Exactly reproduce the line that contains "Note to the class: find the green grass" and all lines after it in the entries below, through the very last line.

DATA FOR PROCESSING:

• • •

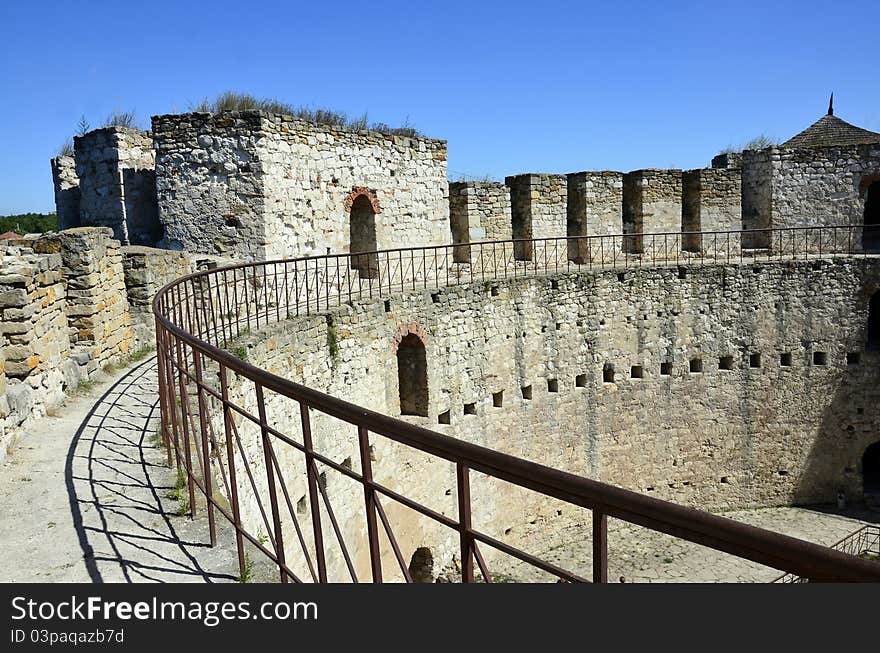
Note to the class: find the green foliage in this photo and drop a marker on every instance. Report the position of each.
(29, 223)
(129, 359)
(332, 340)
(84, 386)
(121, 119)
(463, 176)
(83, 126)
(757, 143)
(233, 101)
(180, 493)
(247, 574)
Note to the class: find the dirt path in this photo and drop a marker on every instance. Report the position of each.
(87, 497)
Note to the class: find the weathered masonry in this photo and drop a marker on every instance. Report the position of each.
(714, 386)
(71, 303)
(256, 185)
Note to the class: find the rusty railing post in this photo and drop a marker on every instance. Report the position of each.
(370, 504)
(600, 547)
(312, 477)
(270, 481)
(230, 458)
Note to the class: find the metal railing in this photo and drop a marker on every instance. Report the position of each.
(258, 436)
(865, 543)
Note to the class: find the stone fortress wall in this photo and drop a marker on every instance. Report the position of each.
(719, 387)
(254, 185)
(258, 186)
(71, 303)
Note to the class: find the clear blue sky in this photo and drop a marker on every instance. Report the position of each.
(513, 86)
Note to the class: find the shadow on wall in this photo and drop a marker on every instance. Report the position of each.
(850, 422)
(141, 207)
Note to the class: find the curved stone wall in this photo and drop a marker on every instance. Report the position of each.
(716, 387)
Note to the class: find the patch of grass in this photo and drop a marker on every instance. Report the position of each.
(121, 119)
(247, 574)
(129, 359)
(155, 438)
(233, 101)
(84, 386)
(180, 493)
(332, 340)
(29, 223)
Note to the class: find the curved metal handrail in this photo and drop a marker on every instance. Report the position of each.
(177, 321)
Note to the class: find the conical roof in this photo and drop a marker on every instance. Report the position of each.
(830, 131)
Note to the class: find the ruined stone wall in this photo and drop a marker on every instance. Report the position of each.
(313, 173)
(718, 387)
(757, 194)
(538, 204)
(256, 185)
(727, 160)
(785, 187)
(822, 186)
(595, 208)
(712, 201)
(97, 310)
(478, 210)
(209, 183)
(652, 203)
(67, 194)
(146, 270)
(115, 166)
(34, 346)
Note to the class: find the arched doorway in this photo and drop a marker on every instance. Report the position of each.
(421, 565)
(873, 343)
(362, 237)
(871, 233)
(871, 473)
(412, 376)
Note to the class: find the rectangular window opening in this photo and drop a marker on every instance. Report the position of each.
(608, 373)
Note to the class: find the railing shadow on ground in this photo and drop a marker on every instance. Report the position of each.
(208, 430)
(116, 491)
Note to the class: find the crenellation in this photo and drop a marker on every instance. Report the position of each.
(595, 208)
(117, 181)
(478, 211)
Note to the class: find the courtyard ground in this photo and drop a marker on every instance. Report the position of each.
(86, 496)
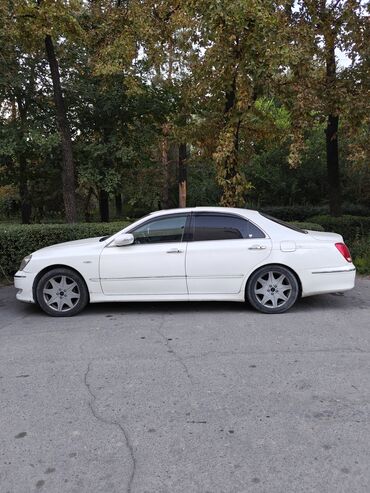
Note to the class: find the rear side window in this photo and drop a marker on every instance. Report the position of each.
(162, 230)
(283, 223)
(223, 227)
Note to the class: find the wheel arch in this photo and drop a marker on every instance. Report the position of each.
(52, 267)
(274, 264)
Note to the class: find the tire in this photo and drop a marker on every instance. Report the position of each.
(272, 289)
(62, 292)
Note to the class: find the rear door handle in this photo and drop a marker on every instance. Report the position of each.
(257, 247)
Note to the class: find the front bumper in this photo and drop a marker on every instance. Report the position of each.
(23, 282)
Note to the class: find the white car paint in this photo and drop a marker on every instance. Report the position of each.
(204, 270)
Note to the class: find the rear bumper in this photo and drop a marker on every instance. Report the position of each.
(329, 280)
(23, 282)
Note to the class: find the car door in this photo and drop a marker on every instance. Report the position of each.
(223, 249)
(153, 265)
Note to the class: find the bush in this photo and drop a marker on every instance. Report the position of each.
(350, 227)
(17, 241)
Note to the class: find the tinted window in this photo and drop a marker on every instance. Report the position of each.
(222, 227)
(283, 223)
(163, 230)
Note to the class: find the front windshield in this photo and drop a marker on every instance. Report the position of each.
(103, 238)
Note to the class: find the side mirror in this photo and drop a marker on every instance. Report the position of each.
(124, 239)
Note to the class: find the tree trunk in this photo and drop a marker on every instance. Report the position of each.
(331, 133)
(182, 175)
(118, 201)
(165, 200)
(104, 206)
(332, 162)
(68, 174)
(229, 176)
(24, 193)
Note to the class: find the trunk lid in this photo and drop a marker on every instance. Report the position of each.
(325, 236)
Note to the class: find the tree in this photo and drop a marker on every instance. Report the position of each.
(319, 29)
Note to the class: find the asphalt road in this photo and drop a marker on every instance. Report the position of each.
(210, 397)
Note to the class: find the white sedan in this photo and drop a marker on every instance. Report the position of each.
(193, 254)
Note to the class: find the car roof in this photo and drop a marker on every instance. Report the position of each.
(235, 210)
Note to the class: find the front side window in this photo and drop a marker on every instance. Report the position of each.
(223, 227)
(162, 230)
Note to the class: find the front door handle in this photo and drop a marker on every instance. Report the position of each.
(257, 247)
(175, 250)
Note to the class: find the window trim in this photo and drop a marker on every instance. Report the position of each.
(222, 214)
(165, 216)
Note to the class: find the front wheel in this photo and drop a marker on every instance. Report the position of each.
(272, 289)
(62, 293)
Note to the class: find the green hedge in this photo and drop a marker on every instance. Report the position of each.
(17, 241)
(350, 227)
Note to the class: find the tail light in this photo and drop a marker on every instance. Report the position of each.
(344, 251)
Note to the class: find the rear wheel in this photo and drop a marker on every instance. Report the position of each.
(272, 289)
(62, 293)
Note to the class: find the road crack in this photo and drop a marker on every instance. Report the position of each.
(116, 423)
(172, 350)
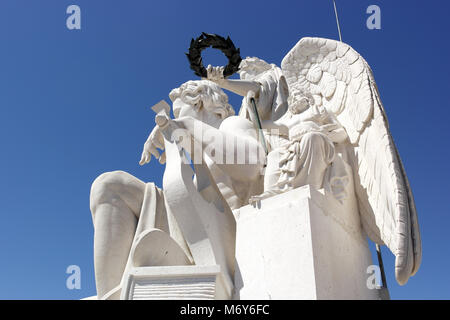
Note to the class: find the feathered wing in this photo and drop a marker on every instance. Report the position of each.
(342, 81)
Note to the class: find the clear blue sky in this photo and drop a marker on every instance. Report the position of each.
(75, 104)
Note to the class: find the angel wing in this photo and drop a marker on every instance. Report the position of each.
(342, 81)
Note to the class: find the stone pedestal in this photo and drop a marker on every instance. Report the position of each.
(173, 283)
(302, 244)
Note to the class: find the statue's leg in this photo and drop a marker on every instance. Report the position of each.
(116, 201)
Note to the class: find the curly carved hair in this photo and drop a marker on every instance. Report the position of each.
(203, 93)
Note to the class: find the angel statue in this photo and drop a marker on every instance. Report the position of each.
(323, 125)
(334, 130)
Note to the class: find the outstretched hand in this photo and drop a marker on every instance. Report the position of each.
(215, 73)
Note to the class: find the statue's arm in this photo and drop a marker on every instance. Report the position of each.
(238, 86)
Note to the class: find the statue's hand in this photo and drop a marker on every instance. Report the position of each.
(215, 73)
(155, 140)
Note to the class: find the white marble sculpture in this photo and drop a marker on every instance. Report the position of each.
(324, 126)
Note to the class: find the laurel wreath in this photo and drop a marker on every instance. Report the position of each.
(215, 41)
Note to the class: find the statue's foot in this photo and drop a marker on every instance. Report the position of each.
(156, 248)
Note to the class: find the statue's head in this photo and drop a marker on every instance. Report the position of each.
(200, 96)
(251, 67)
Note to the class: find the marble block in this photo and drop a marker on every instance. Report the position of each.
(302, 244)
(173, 283)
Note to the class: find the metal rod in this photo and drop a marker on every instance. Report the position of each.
(261, 135)
(337, 21)
(380, 258)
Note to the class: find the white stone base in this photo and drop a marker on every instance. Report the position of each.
(301, 245)
(173, 283)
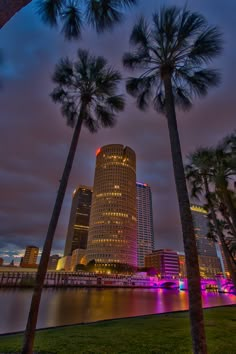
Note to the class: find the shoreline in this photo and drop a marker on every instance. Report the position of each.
(51, 328)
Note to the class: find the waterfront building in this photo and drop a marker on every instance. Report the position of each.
(165, 261)
(77, 234)
(52, 263)
(209, 261)
(78, 257)
(64, 264)
(30, 257)
(112, 237)
(182, 265)
(145, 230)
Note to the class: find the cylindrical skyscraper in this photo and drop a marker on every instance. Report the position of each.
(112, 234)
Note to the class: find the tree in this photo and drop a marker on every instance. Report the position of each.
(173, 52)
(87, 92)
(224, 164)
(214, 235)
(200, 175)
(70, 15)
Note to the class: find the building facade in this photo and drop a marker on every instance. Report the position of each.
(30, 257)
(77, 234)
(182, 265)
(64, 264)
(209, 261)
(53, 260)
(112, 235)
(165, 261)
(145, 230)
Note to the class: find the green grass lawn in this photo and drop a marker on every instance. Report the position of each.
(167, 333)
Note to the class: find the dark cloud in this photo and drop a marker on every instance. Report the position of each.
(35, 138)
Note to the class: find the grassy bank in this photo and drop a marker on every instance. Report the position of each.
(150, 334)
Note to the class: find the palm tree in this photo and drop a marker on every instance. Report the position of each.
(224, 164)
(213, 234)
(200, 175)
(87, 92)
(172, 52)
(70, 15)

• • •

EXERCISE RESPONSE:
Note to the class: find the green grass lawn in this photo and drop a marker on every instance. Report the position of each.
(167, 333)
Note to the class: find the dark cloud in this photo and drop a marker on every instance. Report the position of each.
(35, 138)
Note to the class: find the grassy bank in this photo and drop a marker on every instance. Report the position of each.
(150, 334)
Note to the class: find the palm tree in this photo and drop a marker on every instance. Report the position of each.
(224, 164)
(213, 234)
(200, 175)
(87, 92)
(172, 52)
(70, 15)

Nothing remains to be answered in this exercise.